__Text provided__.
▼

Distributed Computing Fallacies
Your employer may think that you can easily switch from building a regular old application to building a distributed system. You might think so as well, but there are a lot of nasty surprises that can sneak up on you if you are not prepared. Applications are getting more complex, and many developers try to deal with this fact by breaking the applications into smaller pieces that can be managed more easily. That works well, but there are a few things you need to keep in mind when building distributed apps. While the bad assumptions that we make when building distributed applications will not cause problems early on, they can definitely create some unpleasant surprises as your code ages. It’s better to avoid them from the start.
The most important problem is the CAP theorem, which suggests that there are three constraints on distributed systems, and that you can only (at most) meet two of those constraints. Those constraints are consistency, network partitioning (where a part of the network fails), and availability. You can have up to two out of the three. Because you can only have two of the three, the other one will be the one that causes you pain. Because networks are unreliable at best, that means that you will be choosing between consistency and availability when there is a network partition (you’re good the rest of the time).
Another item to consider is database design. ACID vs. BASE. ACID stands for Atomicity, Consistency, Isolation, Durability. BASE stands for Basically Available, Soft State, Eventual Consistency. Essentially, the databases themselves are designed around the same sort of constraints that plague distributed applications. You can think of ACID as being extremely partition intolerant, with the goal of keeping consistent and available. You can think of BASE as being partition tolerant, at the expense of perfect consistency.
The assumptions we can safely make when building a distributed application are few and far between. Unlike a lot of smaller applications, distributed applications tend not to have system boundaries in the way that many other applications have. Consequently, there are a lot of things that can cause your application to fail in a distributed system. However, if you avoid the major fallacies, it’s a lot easier to get it right.
09:55 The network is reliable.
We really know better than to believe this, but we frequently code as if the network were reliable. Network calls are often coded as blocking I/O, especially when they are a few levels down in abstraction. This means that the calling application will often wait, sometimes indefinitely for the result of a network call. If this happens on the UI thread, the app stops responding.
“You’ll make the mistake of making a network call and treating it like it’s on the same machine.”
Sometimes the problem is more complex than just “the network”. Things like DNS servers can cause problems if they start malfunctioning, resulting in sporadic failures. Sometimes the network isn’t “down”, per se, but there are structural problems causing periodic packet loss that slows transmission. If your code has timing issues, this is when you’ll find them.
14:45 There is no network latency.
Even the fastest network call is far slower than a call on the machine in most cases. This tends to be a painful lesson when you develop and test on a single machine, and then deploy to a set of them.
Even in normal operation, network calls are orders of magnitude slower. This can make things like distributed database transactions very unwieldy even in the best circumstances. You may need to restructure the way you are making calls to reduce network overhead. You may also need to employ caching and things like content delivery networks (CDNs) to make this less of a problem.
21:05 Bandwidth is infinite.

▲

__Given problem 1__.
In the text on distributed computing fallacies, what does BASE stand for?

Rows contained in a dataset:
▼

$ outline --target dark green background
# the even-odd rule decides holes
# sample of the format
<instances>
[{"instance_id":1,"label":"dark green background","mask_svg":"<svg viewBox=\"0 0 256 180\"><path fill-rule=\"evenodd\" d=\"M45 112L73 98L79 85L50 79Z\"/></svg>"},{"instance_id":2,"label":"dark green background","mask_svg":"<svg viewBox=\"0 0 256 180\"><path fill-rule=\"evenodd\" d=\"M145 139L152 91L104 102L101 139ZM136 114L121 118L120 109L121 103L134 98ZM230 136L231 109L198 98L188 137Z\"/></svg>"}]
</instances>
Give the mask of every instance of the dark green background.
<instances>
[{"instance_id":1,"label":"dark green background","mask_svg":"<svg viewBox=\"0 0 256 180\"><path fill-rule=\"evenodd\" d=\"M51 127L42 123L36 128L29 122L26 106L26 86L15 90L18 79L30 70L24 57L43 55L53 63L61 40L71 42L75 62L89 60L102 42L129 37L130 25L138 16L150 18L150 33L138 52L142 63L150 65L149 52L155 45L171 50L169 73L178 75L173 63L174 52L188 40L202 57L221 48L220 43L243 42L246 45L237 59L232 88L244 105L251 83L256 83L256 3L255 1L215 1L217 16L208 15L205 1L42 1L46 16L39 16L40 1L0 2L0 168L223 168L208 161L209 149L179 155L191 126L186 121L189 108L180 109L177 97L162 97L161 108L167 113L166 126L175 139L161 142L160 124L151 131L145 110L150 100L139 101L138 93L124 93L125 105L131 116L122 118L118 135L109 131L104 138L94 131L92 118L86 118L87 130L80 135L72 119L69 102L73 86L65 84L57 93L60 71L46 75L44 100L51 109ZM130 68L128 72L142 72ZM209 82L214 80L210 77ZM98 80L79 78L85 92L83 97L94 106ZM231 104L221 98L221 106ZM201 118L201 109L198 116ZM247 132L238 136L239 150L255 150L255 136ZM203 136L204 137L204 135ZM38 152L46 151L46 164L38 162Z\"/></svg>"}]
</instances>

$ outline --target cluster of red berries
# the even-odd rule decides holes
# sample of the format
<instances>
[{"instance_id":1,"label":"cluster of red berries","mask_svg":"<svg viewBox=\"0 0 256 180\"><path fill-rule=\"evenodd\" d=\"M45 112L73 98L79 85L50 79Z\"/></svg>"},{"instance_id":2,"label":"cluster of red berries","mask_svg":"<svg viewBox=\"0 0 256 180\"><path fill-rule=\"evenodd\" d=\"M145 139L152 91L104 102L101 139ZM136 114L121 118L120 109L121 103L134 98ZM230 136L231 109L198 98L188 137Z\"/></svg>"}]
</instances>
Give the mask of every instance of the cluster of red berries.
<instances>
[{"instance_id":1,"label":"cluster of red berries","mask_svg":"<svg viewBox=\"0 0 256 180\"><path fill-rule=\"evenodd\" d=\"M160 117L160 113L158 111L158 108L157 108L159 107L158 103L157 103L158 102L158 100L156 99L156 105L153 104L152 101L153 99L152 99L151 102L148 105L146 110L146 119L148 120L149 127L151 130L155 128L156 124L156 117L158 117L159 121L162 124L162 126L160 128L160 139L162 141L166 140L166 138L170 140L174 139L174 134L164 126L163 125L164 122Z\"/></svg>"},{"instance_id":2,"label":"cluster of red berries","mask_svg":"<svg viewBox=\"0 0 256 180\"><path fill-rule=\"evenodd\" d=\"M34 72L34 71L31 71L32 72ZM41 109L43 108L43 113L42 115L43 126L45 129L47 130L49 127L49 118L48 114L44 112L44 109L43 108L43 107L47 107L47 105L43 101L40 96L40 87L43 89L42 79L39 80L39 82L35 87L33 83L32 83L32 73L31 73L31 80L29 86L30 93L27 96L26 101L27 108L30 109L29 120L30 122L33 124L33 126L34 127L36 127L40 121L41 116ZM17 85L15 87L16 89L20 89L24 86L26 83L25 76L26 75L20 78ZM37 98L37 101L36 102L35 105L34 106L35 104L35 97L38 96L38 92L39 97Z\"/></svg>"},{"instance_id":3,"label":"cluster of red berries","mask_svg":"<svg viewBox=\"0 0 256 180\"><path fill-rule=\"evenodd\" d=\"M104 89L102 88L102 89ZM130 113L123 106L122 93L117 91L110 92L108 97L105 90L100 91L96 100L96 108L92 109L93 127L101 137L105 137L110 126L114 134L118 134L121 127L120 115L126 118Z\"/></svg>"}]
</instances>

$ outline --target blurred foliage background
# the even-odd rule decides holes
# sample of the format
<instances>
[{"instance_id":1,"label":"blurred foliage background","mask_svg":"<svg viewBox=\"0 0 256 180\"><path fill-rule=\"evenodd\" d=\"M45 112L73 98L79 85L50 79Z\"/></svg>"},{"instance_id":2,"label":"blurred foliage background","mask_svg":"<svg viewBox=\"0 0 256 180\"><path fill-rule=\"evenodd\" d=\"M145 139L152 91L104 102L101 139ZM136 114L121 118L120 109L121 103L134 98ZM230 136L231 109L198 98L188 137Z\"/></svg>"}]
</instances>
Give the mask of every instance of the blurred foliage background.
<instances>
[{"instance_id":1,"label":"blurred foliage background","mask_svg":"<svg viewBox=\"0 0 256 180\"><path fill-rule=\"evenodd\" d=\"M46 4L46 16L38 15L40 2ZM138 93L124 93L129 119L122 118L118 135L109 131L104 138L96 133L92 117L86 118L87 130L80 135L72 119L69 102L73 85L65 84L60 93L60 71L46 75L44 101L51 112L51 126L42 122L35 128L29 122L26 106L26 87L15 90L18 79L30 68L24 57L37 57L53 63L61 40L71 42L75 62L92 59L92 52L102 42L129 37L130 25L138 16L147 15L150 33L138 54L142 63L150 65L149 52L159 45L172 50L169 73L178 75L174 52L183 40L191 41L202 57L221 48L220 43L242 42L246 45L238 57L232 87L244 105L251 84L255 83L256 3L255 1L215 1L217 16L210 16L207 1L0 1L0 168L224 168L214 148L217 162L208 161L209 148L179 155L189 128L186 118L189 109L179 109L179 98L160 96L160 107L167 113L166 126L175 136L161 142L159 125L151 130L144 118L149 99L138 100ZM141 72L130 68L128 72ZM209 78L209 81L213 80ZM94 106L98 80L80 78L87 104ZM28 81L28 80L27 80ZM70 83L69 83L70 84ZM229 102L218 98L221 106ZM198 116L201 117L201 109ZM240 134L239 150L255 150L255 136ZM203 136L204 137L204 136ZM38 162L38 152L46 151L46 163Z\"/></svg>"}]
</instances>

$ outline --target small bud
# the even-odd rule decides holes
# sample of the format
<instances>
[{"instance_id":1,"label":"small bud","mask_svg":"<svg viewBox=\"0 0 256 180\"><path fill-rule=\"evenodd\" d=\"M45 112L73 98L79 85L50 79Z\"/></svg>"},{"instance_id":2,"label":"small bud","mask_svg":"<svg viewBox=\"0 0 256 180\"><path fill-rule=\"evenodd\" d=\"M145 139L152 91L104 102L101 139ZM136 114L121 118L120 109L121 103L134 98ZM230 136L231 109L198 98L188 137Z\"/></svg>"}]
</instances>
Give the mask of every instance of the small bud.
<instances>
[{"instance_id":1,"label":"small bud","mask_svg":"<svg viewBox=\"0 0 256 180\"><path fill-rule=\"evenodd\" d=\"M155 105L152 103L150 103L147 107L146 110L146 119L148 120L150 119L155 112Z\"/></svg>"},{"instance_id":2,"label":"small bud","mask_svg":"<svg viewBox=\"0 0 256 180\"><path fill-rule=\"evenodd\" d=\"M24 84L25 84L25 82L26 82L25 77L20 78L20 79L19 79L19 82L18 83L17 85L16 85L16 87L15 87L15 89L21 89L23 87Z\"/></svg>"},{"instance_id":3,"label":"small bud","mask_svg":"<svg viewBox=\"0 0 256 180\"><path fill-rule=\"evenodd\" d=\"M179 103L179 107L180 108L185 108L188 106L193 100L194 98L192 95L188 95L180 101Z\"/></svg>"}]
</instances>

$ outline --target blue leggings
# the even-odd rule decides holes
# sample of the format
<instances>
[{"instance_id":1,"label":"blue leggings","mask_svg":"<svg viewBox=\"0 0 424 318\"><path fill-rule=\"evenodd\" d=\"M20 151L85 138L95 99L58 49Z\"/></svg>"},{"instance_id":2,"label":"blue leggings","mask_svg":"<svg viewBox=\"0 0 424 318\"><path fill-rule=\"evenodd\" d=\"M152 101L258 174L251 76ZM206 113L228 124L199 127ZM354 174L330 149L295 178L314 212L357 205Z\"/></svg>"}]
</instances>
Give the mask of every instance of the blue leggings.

▲

__Given problem 2__.
How many lines in the rows above contain the string "outline"? Reply with the number only.

__Right answer 1__.
Basically Available, Soft State, Eventual Consistency.

__Right answer 2__.
5